Collect every line in the entries below that contains the word "reflection", and reproduce each line in full.

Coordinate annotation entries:
⟨
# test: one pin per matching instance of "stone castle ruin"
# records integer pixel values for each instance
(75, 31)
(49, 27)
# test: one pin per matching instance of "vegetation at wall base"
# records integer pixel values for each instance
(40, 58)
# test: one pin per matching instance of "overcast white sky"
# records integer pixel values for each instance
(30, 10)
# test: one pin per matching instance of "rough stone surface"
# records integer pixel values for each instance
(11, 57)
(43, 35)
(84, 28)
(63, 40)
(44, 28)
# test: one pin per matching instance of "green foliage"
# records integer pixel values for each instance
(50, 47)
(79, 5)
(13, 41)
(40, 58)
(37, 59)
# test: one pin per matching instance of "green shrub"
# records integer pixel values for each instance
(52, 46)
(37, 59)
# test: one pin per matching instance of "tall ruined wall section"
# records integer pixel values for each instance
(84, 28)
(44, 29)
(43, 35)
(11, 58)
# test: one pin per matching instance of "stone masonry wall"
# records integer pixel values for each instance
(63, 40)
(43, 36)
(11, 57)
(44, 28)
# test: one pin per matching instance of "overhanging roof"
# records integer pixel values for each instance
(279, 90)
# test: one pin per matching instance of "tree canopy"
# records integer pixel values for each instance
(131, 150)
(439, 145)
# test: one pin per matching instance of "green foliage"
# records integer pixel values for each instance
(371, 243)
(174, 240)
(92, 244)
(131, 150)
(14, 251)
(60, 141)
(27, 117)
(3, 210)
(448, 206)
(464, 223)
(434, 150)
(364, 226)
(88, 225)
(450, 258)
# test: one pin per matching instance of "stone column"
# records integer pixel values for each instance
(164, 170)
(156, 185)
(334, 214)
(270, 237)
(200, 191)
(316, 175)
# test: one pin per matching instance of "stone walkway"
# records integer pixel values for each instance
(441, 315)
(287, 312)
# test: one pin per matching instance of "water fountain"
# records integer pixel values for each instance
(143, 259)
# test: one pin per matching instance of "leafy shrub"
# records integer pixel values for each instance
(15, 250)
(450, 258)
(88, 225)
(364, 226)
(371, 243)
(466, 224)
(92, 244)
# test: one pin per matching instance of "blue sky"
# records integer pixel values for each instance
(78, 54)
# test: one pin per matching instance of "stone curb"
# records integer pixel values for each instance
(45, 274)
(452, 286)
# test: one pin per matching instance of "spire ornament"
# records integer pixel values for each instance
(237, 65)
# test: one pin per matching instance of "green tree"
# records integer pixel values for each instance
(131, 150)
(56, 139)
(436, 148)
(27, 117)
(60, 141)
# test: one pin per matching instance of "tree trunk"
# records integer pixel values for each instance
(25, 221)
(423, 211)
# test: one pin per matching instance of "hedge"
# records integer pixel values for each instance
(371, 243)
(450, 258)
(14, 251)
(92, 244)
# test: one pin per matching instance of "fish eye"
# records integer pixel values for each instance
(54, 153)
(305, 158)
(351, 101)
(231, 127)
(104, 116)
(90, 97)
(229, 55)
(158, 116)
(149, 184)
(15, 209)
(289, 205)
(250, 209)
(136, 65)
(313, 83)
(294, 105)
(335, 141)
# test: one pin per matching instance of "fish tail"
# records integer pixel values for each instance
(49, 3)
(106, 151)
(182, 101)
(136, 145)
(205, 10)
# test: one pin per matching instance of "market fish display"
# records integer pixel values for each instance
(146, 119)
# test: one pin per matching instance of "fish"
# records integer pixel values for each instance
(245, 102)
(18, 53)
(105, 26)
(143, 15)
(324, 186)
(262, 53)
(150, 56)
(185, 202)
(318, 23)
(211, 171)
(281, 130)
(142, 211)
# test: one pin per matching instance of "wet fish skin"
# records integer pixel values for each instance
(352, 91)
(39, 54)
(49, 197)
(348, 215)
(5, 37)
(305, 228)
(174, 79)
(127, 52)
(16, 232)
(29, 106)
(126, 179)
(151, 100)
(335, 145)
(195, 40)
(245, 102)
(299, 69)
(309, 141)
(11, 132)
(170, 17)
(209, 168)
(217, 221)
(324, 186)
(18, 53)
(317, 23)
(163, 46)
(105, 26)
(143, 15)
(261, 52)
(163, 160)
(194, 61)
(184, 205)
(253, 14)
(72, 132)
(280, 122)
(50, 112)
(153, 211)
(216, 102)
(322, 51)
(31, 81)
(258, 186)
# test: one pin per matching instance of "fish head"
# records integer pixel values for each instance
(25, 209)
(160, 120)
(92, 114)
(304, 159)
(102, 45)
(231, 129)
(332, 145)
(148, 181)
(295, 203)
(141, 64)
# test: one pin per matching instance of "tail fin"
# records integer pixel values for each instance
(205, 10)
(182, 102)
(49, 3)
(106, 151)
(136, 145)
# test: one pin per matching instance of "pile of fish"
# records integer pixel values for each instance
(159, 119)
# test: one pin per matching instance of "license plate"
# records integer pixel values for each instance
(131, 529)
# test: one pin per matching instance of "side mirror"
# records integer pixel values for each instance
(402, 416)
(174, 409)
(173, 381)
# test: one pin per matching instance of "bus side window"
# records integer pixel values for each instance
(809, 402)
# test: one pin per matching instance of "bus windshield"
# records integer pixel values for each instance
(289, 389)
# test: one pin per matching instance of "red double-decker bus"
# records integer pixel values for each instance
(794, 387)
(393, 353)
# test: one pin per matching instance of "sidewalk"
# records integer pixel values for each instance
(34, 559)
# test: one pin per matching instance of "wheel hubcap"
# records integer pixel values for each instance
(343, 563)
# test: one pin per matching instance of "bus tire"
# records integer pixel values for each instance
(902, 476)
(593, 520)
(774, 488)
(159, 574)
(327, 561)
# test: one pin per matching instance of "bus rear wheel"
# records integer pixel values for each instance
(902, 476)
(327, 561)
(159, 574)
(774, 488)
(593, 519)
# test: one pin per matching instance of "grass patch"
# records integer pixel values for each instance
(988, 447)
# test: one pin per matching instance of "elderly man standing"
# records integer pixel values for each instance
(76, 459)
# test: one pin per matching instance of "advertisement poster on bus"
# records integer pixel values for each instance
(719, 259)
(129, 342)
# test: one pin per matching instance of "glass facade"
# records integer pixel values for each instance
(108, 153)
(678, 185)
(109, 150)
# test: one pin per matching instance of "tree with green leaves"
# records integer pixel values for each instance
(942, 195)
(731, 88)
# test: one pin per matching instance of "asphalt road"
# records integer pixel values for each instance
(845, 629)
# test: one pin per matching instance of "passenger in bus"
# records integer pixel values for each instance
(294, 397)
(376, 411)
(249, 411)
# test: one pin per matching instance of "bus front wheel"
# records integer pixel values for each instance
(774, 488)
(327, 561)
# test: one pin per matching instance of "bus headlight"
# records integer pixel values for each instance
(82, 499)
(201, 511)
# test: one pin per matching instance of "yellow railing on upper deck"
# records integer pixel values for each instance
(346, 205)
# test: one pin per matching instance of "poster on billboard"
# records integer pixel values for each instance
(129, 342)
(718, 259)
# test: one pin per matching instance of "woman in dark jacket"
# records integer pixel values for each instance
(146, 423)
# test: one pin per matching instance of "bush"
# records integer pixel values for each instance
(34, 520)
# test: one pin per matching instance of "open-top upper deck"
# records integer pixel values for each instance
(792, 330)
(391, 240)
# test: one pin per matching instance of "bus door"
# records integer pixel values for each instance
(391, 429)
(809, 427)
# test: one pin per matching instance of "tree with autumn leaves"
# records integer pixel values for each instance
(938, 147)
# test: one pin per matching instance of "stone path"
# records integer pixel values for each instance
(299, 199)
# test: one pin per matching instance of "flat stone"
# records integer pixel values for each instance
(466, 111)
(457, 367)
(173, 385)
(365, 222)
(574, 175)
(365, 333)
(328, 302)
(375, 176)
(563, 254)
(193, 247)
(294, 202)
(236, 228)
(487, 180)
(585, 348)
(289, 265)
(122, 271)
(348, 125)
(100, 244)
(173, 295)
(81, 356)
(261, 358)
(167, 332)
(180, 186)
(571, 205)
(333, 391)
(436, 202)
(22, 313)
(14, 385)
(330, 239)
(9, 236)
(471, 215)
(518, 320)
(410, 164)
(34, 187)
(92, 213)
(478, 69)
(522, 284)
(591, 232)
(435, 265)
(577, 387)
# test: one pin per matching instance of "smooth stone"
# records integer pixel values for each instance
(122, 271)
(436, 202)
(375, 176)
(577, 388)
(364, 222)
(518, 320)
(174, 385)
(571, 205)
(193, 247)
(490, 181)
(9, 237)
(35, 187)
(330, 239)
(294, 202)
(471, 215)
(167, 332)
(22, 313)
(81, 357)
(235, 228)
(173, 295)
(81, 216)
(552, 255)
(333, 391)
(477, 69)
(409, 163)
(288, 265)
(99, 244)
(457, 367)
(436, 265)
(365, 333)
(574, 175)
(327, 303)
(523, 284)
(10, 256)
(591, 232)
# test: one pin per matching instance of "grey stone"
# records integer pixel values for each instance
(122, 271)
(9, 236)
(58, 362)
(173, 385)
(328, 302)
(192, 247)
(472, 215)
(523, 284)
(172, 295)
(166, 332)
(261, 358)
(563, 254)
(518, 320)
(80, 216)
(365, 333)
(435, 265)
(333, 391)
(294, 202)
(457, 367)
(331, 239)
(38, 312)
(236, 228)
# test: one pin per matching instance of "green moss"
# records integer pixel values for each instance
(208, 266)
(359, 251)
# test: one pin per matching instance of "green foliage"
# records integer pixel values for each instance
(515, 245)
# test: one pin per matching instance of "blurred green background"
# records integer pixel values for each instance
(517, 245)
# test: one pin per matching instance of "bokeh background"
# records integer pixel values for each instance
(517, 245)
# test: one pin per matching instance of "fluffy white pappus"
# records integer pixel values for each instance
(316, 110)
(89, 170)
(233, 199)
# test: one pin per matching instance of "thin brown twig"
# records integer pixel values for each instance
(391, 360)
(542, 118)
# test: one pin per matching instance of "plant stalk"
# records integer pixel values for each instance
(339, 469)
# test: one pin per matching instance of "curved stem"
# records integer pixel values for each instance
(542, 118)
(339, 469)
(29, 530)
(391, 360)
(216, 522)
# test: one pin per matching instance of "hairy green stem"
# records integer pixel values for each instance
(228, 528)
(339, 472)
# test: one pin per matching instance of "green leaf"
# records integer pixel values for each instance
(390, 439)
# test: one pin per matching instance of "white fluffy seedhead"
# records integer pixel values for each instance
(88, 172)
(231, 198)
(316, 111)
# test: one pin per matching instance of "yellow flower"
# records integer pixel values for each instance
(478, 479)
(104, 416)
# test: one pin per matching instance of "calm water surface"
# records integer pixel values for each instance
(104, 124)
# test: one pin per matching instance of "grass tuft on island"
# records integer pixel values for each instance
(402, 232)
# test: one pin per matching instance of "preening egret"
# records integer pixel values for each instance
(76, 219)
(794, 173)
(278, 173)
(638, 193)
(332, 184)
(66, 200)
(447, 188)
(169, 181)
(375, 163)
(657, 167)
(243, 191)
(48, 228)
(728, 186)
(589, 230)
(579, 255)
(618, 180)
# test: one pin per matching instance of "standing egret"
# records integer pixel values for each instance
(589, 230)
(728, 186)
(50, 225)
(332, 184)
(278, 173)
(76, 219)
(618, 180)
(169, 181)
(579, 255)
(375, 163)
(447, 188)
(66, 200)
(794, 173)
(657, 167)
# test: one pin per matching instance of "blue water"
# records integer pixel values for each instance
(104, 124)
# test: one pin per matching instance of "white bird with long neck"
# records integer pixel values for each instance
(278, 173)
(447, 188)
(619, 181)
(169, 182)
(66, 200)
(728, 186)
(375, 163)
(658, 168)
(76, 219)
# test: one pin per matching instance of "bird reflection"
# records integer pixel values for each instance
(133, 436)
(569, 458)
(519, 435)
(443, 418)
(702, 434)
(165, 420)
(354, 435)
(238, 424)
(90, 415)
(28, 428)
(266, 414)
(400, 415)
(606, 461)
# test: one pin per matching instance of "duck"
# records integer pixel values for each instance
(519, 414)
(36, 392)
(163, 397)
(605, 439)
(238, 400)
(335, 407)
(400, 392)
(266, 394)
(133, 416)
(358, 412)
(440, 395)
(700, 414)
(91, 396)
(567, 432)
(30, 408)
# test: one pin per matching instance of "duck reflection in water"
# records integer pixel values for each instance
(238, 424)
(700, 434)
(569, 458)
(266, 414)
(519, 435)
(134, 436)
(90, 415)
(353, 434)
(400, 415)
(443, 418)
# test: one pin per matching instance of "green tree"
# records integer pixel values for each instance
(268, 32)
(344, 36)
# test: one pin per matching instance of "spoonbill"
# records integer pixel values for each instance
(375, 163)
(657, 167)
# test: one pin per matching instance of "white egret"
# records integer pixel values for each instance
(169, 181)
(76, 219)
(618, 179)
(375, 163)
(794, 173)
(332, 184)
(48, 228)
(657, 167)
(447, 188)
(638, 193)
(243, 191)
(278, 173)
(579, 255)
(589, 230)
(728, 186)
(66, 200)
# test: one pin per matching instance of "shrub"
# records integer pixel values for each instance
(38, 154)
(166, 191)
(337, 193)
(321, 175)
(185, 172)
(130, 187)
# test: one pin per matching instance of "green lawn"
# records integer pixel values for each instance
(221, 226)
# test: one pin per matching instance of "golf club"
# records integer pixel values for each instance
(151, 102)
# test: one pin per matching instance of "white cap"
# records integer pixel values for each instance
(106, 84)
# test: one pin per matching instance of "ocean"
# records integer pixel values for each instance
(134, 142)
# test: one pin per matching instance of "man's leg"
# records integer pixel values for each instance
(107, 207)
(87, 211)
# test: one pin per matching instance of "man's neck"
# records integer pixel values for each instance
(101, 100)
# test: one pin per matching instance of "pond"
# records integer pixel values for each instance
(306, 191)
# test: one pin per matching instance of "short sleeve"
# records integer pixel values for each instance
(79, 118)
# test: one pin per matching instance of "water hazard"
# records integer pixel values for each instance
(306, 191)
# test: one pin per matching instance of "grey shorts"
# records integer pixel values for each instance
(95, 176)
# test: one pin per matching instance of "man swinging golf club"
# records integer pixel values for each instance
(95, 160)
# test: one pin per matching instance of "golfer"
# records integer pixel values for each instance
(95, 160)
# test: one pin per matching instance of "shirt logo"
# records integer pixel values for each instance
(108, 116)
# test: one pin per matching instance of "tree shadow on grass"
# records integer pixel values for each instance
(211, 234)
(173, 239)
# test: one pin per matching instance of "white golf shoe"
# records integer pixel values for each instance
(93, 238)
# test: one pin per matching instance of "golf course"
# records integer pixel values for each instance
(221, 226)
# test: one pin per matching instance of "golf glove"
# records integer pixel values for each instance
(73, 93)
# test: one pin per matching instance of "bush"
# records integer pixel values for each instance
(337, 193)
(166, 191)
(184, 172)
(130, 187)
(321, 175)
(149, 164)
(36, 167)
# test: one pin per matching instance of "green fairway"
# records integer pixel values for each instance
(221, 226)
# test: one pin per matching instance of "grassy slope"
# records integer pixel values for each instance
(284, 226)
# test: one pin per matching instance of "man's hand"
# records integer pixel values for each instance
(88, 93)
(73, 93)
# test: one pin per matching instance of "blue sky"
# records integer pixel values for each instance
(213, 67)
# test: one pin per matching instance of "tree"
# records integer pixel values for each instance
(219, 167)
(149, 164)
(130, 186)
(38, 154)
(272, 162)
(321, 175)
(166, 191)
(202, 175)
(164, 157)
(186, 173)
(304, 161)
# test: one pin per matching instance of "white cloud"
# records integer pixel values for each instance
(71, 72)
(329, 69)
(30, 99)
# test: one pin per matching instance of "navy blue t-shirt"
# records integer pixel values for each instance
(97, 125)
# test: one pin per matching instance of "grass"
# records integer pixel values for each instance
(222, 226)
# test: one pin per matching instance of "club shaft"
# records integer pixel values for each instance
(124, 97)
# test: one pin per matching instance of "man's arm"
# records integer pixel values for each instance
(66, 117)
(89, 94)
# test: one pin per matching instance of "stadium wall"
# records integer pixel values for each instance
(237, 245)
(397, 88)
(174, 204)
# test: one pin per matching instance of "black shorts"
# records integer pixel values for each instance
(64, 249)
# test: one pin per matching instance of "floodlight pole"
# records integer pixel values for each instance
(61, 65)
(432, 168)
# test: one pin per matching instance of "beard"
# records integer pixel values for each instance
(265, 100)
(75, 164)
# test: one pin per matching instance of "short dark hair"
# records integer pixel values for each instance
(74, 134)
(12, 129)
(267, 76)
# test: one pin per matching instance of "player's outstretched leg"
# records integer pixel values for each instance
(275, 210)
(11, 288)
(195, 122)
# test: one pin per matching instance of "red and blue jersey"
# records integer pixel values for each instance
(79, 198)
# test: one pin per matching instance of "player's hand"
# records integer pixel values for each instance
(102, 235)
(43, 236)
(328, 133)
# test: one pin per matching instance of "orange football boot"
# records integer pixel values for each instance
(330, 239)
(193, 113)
⟩
_Correct result_
# test: one pin per matching instance of "bird reflection"
# test: one pin per matching instance of "duck reflection in water"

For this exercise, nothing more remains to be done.